-- START Selected extract --

Rob Adams a Painter's Blog painter's progress

June 13, 2014

Convention

Someone recently commented in a slightly disparaging tone that my work was very “conventional”. Slightly miffed, but not showing it I hope, I asked them to elucidate. After a little probing I found that in this case conventional meant old fashioned and dated. Modern cars, I pointed out, hoping for a re trial. Alas no reprieve for automotive contemporaneity. What you are doing is better done by photographs, my nemesis concluded.

So, convention, what is it? All through my art education following one was considered a negative unless you were “playing with conventions” or even better subverting them. If you adhered to any of them it was plainly a bad thing. Conventions though are, to my understanding, rules you adhere to by choice. We have social conventions, we do not spit on the floor of a friend’s kitchen, though we might on the ground if walking in the country. We shake hands, kiss each other on the cheek etc, etc. Conventions are everywhere as a sort of framework to guide us along.

Art conventions seem as thick on the ground as they ever were. We put pictures and other art objects into galleries, once the object is placed in the approved gallery situation it can then be appreciated as art. This is quite a recent convention of course, hardly more then a few centuries old. It is especially necessary now when much art could not be discerned as such without the explanatory context of a gallery space.

-- END Selected extract --

■ Written problem A
Answer these from the blog post on convention:
(i) What did the commenter turn out to mean by calling the work "conventional"?
(ii) According to the commenter, what would do the painter's work better?
(iii) Where does the post say we do not spit?
■ Written problem B
Quote everything in the blog post on convention from "Rob Adams a" down to "my nemesis concluded.".
The records that come next are separate material with no connection to the blog post on convention.

-- START Given entries --

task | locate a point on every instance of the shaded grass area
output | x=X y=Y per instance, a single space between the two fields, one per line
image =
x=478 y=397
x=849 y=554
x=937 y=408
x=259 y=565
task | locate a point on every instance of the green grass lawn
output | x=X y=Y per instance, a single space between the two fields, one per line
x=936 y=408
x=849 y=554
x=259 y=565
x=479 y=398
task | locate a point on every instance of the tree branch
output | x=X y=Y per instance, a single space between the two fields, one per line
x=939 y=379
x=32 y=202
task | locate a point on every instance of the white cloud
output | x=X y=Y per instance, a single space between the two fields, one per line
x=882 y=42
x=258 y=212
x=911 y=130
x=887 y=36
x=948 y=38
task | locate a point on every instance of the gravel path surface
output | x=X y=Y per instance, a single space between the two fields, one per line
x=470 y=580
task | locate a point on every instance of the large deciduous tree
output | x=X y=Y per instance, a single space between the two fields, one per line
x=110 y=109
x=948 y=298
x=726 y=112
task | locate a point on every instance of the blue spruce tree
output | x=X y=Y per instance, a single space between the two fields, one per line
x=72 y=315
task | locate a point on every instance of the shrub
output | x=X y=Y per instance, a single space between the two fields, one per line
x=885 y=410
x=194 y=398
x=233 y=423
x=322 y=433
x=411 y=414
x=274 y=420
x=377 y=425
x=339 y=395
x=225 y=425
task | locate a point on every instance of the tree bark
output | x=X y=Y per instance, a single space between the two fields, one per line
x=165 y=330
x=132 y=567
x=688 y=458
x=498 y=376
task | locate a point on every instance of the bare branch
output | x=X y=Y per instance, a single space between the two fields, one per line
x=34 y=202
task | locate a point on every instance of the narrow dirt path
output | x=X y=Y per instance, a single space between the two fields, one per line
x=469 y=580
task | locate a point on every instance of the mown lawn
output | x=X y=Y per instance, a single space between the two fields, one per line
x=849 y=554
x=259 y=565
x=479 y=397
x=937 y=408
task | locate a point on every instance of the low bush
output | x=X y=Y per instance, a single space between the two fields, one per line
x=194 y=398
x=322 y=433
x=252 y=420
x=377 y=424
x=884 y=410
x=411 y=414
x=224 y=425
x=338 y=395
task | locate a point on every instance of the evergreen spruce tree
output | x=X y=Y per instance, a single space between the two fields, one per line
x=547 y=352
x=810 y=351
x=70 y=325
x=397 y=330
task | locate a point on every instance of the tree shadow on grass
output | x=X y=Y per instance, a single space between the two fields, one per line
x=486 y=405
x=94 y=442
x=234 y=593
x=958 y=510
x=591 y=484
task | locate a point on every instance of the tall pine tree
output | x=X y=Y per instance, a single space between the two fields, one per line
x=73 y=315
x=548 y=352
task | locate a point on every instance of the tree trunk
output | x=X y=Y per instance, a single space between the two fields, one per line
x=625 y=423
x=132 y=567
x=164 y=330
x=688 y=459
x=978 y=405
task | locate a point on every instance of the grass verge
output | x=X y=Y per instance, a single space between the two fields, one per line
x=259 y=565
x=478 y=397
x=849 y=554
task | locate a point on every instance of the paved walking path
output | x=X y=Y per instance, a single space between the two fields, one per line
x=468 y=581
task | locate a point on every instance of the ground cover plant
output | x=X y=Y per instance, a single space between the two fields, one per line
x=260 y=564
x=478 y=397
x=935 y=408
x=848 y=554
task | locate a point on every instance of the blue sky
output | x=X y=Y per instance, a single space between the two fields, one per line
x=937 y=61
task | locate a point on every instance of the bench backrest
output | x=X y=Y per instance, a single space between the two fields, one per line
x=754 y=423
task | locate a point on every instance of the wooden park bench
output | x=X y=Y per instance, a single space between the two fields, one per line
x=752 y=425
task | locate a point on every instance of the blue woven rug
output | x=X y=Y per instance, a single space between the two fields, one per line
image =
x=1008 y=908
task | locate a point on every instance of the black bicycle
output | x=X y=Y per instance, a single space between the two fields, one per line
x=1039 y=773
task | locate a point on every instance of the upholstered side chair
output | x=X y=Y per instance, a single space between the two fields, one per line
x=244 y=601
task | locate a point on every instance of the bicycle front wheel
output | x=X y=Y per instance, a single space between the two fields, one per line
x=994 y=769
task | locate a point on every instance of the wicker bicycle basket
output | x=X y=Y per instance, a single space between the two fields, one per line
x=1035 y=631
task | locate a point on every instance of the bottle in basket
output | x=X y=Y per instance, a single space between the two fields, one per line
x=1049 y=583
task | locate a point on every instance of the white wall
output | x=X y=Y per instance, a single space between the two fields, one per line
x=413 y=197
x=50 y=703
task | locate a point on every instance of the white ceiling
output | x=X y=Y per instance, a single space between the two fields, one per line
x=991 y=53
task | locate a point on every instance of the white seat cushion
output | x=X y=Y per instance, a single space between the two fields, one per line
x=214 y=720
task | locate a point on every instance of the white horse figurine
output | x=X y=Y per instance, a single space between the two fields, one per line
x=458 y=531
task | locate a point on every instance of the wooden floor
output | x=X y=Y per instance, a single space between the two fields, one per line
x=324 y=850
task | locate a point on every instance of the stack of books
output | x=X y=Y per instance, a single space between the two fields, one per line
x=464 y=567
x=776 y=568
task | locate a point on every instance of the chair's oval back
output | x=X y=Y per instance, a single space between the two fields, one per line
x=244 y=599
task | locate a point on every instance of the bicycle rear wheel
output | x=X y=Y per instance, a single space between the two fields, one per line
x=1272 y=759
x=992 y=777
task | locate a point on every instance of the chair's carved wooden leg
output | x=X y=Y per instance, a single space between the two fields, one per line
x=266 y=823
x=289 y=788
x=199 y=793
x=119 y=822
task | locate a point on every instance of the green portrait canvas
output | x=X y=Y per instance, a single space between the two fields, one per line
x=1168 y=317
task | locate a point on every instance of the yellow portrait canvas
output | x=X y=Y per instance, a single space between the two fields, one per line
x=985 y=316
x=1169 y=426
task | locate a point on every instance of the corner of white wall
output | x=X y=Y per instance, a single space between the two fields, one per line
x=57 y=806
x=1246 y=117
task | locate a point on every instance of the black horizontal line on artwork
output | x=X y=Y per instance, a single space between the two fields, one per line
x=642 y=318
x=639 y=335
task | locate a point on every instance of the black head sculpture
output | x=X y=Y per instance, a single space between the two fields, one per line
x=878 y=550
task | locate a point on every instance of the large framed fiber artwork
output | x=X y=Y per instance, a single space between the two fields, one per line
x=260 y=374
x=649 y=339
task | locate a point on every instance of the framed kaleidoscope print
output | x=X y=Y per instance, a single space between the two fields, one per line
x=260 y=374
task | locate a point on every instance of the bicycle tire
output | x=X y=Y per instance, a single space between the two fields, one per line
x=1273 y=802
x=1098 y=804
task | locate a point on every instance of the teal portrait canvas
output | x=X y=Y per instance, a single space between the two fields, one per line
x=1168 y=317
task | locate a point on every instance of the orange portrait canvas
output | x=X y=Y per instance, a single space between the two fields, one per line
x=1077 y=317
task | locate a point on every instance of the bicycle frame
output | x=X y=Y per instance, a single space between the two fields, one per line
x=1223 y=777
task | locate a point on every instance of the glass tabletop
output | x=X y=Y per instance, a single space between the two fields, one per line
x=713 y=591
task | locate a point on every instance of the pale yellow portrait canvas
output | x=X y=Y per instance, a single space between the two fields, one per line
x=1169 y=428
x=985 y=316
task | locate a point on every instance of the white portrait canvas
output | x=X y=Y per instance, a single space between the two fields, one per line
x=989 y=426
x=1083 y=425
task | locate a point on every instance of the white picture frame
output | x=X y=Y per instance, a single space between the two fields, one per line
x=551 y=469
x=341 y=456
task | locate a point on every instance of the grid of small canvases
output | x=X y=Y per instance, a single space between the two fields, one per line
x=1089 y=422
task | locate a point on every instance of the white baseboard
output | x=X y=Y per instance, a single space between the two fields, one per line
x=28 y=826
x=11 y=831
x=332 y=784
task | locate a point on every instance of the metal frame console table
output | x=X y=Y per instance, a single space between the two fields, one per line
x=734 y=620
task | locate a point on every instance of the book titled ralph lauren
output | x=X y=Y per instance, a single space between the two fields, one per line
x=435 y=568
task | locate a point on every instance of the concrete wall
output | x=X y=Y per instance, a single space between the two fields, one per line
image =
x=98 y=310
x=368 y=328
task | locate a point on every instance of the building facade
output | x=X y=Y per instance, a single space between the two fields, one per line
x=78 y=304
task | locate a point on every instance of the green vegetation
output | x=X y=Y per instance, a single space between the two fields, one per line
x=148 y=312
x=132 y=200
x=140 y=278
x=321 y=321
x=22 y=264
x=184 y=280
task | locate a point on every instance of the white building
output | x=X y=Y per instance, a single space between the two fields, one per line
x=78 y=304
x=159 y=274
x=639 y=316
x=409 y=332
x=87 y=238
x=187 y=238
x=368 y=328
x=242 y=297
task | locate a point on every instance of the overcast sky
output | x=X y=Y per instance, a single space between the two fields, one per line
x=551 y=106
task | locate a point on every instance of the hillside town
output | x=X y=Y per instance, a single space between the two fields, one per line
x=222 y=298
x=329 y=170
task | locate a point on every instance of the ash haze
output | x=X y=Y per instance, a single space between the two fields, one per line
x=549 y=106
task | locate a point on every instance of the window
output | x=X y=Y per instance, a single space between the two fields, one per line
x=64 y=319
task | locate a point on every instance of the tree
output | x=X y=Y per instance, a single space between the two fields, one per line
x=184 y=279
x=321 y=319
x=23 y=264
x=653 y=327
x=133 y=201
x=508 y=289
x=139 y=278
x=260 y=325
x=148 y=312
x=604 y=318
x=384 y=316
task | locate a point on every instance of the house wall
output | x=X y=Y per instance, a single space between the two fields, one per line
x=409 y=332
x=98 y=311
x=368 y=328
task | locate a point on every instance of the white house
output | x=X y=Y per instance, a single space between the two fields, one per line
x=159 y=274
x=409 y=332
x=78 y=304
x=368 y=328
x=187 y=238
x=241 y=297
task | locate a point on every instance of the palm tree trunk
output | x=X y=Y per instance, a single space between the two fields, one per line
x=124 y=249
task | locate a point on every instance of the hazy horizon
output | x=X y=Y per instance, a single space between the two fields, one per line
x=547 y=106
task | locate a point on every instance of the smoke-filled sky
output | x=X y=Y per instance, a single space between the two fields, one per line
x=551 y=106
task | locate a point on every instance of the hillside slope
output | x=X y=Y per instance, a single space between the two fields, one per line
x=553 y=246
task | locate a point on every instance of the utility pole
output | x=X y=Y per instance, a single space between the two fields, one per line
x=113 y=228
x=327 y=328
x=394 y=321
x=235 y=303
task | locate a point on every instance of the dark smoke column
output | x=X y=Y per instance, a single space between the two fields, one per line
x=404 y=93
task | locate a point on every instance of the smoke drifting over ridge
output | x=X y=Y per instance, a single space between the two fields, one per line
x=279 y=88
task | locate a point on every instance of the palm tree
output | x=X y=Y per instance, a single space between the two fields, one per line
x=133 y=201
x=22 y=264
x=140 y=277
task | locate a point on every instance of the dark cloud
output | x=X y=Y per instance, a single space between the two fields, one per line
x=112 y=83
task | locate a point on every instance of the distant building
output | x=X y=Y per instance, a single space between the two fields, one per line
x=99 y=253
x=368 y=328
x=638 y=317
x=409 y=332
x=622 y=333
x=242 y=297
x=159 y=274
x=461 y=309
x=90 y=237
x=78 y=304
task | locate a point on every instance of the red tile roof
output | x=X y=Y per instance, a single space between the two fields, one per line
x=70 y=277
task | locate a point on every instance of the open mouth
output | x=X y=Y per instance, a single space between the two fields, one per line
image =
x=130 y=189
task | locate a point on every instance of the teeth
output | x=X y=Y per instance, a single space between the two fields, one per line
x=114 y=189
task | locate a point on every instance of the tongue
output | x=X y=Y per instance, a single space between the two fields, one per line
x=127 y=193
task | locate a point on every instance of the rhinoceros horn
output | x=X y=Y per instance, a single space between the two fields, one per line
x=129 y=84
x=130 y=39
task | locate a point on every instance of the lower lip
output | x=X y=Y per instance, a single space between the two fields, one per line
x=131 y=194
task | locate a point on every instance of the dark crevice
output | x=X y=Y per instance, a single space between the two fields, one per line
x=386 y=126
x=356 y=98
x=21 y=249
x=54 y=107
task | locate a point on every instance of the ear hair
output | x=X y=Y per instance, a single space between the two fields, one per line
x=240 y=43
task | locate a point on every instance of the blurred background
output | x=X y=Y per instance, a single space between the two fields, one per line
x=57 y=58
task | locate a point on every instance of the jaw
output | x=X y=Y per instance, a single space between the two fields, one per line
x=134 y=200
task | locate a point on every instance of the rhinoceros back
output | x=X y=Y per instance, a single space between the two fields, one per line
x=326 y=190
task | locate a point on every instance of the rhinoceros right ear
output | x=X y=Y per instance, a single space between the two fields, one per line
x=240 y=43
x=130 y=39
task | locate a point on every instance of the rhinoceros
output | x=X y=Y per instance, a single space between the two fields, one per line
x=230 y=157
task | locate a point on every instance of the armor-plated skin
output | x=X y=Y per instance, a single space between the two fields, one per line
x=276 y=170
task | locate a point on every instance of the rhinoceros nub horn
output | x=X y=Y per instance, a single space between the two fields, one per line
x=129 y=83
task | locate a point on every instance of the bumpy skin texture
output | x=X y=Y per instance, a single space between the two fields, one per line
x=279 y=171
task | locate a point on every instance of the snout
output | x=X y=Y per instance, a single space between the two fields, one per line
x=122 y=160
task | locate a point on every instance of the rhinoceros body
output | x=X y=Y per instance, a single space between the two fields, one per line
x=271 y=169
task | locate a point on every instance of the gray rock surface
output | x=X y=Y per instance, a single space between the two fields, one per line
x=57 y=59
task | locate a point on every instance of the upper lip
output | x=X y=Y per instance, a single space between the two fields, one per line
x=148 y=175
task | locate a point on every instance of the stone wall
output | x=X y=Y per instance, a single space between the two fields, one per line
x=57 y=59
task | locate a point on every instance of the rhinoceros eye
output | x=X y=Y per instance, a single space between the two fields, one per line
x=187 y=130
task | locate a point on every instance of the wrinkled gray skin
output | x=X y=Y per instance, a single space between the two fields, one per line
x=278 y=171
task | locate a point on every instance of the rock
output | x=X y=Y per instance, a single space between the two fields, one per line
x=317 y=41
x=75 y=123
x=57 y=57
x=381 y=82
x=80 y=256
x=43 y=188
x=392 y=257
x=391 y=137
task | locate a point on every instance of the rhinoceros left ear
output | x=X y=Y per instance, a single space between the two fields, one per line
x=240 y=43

-- END Given entries --

■ Finished answer A
(i) Old fashioned and dated.
(ii) Photographs.
(iii) On the floor of a friend's kitchen.

■ Finished answer B
Rob Adams a Painter's Blog painter's progress

June 13, 2014

Convention

Someone recently commented in a slightly disparaging tone that my work was very “conventional”. Slightly miffed, but not showing it I hope, I asked them to elucidate. After a little probing I found that in this case conventional meant old fashioned and dated. Modern cars, I pointed out, hoping for a re trial. Alas no reprieve for automotive contemporaneity. What you are doing is better done by photographs, my nemesis concluded.